Pull out each line from the items below that contains the string "tattoo", copying the lines in full. Match case exactly.

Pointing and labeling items
..........

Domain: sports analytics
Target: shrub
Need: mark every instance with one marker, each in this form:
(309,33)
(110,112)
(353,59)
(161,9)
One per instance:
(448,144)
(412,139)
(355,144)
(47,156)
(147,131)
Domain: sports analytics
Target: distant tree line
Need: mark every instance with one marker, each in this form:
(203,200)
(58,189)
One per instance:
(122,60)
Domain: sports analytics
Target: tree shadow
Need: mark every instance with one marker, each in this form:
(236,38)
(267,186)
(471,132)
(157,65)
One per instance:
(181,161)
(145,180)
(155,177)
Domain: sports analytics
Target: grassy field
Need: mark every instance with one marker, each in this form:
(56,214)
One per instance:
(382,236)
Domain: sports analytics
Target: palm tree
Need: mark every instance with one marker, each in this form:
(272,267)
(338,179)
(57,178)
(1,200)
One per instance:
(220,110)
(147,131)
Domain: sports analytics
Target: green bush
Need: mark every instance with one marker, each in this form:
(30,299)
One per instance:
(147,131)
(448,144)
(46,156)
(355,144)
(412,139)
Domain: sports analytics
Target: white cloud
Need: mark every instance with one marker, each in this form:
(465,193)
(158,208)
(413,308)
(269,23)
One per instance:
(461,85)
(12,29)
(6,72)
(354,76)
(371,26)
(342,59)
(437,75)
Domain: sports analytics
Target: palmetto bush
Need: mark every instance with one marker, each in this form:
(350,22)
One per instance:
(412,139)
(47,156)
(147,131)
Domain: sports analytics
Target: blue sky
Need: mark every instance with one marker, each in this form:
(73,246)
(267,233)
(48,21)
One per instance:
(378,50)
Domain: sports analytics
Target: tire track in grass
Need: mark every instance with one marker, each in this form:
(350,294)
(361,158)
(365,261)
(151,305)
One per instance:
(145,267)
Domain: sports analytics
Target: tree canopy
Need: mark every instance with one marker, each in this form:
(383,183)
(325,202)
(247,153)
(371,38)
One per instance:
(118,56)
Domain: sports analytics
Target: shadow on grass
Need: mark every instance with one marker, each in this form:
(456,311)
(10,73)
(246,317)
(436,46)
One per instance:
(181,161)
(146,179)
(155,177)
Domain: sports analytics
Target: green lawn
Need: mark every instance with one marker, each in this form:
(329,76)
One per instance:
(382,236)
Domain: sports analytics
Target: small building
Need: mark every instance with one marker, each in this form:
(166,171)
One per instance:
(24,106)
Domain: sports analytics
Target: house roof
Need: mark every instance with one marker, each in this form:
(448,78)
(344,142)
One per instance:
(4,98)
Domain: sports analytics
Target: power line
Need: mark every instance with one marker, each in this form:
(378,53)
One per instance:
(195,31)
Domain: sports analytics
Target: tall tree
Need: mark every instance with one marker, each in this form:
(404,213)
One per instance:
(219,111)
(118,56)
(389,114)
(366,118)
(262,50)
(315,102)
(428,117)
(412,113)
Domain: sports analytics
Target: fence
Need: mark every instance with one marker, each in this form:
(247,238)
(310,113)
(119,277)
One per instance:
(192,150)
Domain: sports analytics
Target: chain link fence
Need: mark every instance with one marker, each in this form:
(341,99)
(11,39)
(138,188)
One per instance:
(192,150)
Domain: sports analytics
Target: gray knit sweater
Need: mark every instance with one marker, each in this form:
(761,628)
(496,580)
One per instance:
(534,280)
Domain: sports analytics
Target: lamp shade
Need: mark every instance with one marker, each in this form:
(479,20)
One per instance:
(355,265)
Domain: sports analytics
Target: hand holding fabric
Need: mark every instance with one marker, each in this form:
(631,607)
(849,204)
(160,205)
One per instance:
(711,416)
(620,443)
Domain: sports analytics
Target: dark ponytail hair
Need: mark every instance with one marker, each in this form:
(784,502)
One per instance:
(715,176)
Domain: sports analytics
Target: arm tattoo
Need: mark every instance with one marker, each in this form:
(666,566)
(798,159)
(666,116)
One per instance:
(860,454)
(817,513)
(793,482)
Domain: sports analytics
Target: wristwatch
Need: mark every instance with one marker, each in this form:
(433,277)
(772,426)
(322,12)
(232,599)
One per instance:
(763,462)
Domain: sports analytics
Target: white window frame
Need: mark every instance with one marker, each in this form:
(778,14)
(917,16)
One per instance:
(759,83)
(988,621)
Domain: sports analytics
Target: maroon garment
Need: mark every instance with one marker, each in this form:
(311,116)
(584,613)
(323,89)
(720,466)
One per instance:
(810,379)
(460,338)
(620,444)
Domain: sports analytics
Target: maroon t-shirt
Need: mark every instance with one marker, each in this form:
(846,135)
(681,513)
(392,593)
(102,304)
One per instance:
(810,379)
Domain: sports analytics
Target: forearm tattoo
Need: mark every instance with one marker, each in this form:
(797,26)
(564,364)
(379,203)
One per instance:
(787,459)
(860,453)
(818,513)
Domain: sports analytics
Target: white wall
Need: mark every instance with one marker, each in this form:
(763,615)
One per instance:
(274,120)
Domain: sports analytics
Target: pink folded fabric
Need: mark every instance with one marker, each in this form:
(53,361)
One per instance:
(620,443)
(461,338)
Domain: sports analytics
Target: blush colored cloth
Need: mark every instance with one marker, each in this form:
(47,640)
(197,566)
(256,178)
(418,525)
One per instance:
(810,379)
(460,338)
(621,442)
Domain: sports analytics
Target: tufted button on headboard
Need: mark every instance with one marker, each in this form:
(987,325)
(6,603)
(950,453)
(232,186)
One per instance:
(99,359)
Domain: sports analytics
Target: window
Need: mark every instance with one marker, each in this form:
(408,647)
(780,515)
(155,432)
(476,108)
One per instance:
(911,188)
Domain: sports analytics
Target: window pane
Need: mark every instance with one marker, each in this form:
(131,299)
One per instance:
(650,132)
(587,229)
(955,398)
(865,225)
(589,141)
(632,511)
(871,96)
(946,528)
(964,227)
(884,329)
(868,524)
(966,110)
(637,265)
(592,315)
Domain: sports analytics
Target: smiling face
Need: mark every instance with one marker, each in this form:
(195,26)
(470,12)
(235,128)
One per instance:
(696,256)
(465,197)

..........

RESPONSE TO THIS TASK.
Target: arm tattoo
Target: forearm tattoo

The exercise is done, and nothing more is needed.